WHAT YOU SHOULD DO:
Repeat the lines of the listing below exactly, starting at the line that contains "distant shoreline, each" and running through the last line, both included, and only those.

#### THE RECORDS

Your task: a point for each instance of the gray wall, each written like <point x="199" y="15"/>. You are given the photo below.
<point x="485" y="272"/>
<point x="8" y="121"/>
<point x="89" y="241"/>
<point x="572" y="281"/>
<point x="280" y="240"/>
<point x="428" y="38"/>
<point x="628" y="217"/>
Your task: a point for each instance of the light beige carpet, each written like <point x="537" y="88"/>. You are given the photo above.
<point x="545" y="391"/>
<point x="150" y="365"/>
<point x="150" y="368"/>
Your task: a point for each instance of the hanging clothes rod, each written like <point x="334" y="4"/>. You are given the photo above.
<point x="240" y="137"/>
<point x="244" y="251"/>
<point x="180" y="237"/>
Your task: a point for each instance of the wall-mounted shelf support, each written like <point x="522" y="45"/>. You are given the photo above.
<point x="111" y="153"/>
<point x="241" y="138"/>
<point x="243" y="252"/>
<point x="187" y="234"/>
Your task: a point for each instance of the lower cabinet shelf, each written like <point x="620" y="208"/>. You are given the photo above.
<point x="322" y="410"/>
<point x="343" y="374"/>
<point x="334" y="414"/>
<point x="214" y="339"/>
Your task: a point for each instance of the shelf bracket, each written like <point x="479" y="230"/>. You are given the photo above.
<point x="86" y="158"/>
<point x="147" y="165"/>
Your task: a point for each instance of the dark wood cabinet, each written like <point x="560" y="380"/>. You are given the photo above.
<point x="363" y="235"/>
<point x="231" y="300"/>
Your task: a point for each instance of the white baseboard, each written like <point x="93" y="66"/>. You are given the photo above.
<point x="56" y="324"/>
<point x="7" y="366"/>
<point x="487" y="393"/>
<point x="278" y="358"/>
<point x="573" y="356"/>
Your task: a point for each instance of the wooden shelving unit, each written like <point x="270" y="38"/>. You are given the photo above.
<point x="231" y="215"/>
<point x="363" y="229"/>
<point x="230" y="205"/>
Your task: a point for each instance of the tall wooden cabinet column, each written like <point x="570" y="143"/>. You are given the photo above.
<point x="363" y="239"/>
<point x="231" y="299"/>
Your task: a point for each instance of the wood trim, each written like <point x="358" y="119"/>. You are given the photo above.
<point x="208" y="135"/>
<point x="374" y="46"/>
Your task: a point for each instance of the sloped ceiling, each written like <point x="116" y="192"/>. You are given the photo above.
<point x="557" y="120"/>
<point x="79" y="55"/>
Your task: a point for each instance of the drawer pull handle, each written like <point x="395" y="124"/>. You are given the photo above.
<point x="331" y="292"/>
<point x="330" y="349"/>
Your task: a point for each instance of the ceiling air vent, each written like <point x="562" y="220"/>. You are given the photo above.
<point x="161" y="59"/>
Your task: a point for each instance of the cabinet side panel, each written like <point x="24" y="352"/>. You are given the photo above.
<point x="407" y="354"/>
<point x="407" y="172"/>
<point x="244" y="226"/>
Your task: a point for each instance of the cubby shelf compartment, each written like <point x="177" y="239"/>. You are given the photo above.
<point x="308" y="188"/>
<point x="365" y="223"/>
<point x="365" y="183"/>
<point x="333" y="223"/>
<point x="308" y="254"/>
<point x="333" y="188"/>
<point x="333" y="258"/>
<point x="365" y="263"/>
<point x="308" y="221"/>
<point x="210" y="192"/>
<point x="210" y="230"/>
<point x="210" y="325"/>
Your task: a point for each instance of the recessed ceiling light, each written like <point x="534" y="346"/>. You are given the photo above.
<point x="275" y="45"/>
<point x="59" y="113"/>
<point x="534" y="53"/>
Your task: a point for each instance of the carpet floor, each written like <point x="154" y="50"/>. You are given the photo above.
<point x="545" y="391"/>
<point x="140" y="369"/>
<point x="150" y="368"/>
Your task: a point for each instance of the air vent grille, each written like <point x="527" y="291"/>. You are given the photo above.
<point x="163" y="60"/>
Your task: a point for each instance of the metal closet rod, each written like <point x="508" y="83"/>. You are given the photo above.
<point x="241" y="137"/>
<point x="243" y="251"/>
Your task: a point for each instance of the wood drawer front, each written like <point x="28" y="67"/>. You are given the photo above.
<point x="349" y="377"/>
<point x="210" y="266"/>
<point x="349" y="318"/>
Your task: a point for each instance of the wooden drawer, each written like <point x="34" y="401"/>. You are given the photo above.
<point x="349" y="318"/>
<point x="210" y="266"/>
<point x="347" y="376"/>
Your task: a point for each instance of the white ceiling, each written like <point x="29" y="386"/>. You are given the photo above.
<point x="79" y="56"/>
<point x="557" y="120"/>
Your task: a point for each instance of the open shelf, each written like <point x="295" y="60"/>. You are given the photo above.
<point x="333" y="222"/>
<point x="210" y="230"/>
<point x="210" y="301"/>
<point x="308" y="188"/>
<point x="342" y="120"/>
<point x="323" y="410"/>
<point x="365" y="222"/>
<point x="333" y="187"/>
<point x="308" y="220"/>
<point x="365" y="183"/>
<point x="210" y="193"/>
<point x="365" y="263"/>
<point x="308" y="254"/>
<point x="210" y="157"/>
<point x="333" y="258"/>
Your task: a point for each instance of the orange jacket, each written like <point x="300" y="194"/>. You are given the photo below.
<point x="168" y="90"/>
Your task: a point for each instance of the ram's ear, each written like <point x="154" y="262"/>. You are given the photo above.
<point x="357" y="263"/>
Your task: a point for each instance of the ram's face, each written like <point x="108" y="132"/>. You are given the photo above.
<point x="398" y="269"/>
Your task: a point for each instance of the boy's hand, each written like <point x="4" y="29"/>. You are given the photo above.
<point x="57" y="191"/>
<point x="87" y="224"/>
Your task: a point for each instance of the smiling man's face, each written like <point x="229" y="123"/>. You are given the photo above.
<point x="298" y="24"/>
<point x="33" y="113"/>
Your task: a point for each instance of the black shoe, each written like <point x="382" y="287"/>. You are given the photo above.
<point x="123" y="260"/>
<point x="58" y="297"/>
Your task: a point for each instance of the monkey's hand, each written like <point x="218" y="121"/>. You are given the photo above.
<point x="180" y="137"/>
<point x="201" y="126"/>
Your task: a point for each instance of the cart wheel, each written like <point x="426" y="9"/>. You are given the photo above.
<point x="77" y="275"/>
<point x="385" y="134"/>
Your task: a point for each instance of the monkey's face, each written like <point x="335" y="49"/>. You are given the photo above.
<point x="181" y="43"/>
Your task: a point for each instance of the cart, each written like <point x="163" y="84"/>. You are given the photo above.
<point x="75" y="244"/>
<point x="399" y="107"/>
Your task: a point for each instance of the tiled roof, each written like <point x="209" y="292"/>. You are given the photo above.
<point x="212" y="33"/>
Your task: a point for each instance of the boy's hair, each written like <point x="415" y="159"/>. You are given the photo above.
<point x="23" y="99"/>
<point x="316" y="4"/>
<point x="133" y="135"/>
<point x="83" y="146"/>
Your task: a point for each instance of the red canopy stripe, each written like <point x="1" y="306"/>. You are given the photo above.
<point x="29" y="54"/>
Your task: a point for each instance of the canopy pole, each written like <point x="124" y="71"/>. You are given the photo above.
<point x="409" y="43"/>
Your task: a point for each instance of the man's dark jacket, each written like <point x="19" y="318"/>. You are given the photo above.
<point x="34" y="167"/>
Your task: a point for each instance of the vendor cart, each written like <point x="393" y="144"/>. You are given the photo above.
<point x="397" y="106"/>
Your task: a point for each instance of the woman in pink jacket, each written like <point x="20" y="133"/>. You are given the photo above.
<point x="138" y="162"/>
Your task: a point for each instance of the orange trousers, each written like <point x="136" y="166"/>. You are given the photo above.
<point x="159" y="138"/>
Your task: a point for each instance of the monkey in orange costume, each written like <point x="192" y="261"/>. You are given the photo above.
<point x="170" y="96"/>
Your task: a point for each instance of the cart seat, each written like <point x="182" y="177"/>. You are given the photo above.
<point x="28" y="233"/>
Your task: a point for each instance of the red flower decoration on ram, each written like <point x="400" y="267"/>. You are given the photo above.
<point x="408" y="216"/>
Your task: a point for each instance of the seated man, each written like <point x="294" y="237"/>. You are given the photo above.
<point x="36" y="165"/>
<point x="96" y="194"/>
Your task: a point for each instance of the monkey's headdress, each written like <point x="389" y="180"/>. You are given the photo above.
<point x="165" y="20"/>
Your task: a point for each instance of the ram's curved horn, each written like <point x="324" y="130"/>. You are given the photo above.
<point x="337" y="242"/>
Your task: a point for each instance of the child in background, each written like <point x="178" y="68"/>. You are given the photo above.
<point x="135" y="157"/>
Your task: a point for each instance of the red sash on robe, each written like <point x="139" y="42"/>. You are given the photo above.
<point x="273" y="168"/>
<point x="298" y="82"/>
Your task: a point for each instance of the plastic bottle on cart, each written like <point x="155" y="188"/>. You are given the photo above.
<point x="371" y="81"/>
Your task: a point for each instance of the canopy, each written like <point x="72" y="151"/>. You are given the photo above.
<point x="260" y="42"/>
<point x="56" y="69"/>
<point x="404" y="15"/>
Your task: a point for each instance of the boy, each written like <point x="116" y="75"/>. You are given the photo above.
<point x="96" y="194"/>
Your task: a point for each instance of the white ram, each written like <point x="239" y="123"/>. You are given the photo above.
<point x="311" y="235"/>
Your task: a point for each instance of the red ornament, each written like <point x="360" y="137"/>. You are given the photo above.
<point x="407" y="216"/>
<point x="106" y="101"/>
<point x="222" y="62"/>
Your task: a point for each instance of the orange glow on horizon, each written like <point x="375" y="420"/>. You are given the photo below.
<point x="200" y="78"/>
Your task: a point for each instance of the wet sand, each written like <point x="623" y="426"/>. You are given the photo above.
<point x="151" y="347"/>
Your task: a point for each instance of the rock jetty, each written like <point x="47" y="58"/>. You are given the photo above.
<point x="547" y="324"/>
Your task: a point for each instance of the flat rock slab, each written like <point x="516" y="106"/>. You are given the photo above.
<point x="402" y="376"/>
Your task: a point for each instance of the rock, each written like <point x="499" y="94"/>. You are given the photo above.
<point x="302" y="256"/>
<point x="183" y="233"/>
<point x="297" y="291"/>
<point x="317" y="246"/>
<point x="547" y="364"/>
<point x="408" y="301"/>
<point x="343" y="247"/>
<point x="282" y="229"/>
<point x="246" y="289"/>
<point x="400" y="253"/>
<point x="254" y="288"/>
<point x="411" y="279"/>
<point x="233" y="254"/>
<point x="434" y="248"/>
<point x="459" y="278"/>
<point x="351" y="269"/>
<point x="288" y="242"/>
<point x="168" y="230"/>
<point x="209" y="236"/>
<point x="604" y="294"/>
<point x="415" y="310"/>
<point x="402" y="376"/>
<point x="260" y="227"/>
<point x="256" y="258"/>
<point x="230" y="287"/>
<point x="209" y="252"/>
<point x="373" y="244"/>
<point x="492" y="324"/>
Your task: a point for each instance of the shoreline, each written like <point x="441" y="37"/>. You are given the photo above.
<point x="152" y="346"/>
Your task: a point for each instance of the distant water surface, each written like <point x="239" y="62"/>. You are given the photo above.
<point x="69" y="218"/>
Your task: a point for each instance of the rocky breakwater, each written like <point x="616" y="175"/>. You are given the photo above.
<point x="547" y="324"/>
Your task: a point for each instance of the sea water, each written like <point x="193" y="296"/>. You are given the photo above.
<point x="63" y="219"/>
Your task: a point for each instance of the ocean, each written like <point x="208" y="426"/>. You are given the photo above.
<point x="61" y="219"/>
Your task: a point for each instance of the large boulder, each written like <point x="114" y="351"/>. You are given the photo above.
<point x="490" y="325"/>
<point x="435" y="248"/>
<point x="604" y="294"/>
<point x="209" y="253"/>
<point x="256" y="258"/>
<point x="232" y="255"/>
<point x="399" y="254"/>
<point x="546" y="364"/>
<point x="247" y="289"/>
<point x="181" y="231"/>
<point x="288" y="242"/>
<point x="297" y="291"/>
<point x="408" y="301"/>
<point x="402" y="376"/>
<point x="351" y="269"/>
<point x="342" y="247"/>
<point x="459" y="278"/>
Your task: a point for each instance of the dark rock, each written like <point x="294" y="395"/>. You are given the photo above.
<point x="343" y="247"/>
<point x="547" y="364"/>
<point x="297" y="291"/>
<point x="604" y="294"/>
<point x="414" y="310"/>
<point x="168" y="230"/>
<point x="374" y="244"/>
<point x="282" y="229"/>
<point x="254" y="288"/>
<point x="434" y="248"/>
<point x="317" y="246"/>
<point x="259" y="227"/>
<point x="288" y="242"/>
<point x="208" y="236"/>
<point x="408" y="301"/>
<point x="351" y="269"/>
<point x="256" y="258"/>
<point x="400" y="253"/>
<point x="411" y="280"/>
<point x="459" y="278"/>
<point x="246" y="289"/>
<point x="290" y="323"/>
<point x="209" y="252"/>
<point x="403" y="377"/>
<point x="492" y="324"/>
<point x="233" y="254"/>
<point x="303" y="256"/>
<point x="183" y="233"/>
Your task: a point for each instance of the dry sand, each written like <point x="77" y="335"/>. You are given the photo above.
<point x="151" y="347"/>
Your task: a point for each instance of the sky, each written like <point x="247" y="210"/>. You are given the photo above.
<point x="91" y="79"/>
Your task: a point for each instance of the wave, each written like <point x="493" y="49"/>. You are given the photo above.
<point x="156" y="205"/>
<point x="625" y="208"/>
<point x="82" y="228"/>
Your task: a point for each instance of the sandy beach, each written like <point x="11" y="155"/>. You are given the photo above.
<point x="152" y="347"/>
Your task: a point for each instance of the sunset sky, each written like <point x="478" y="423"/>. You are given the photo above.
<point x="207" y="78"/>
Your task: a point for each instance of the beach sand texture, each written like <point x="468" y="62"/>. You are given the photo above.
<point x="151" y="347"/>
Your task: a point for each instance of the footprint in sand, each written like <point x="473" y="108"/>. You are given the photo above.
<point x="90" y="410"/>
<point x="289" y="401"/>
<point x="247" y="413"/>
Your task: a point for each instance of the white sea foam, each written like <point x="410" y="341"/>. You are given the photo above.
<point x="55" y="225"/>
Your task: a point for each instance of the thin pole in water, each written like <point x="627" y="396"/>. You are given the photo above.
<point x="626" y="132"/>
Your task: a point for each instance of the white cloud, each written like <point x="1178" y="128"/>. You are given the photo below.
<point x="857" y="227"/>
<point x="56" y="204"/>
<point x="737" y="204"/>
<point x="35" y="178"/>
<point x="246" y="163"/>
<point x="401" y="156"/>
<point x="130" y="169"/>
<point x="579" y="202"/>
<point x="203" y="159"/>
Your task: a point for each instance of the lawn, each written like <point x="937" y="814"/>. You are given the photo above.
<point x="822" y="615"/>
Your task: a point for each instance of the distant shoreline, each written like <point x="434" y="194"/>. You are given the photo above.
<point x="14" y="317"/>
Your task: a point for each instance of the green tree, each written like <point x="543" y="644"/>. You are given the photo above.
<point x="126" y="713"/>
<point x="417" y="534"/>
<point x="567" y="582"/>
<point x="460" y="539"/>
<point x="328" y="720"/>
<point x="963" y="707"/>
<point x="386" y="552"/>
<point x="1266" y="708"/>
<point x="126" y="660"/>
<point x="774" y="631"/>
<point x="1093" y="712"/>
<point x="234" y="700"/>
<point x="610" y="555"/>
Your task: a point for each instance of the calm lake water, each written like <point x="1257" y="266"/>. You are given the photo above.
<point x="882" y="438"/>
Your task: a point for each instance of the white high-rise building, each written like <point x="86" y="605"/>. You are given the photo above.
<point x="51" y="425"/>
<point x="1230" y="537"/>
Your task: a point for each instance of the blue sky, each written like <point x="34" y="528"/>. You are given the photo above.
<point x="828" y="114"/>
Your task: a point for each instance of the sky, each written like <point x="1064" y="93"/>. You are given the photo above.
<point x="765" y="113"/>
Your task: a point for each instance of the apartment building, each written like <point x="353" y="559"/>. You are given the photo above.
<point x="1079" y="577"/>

########

ANSWER TO THIS TASK:
Your task: a point for each instance of the distant shoreline, each written like <point x="434" y="194"/>. You are given the photo above.
<point x="14" y="317"/>
Your task: a point for each instance of the green tree, each written like <point x="543" y="644"/>. You are given the photo above.
<point x="126" y="713"/>
<point x="417" y="534"/>
<point x="567" y="582"/>
<point x="460" y="539"/>
<point x="328" y="720"/>
<point x="963" y="707"/>
<point x="386" y="552"/>
<point x="1266" y="708"/>
<point x="126" y="660"/>
<point x="774" y="631"/>
<point x="1093" y="712"/>
<point x="234" y="700"/>
<point x="610" y="555"/>
Your task: a point for each instance of the calm lake water, each written like <point x="1257" y="266"/>. You are given the photo above.
<point x="882" y="438"/>
Your task: a point for each instance of the white high-rise building, each written like <point x="86" y="605"/>. You are given the photo above.
<point x="51" y="425"/>
<point x="1230" y="537"/>
Your task: a point for each instance of the blue sky, each written like <point x="34" y="528"/>. You are given the photo above.
<point x="828" y="114"/>
Your task: a point for each instance of the sky, each written like <point x="1064" y="93"/>. You are given the photo above.
<point x="765" y="113"/>
Your task: a point for each instance of the apartment building, each written like <point x="353" y="559"/>. You are given the photo above.
<point x="1079" y="577"/>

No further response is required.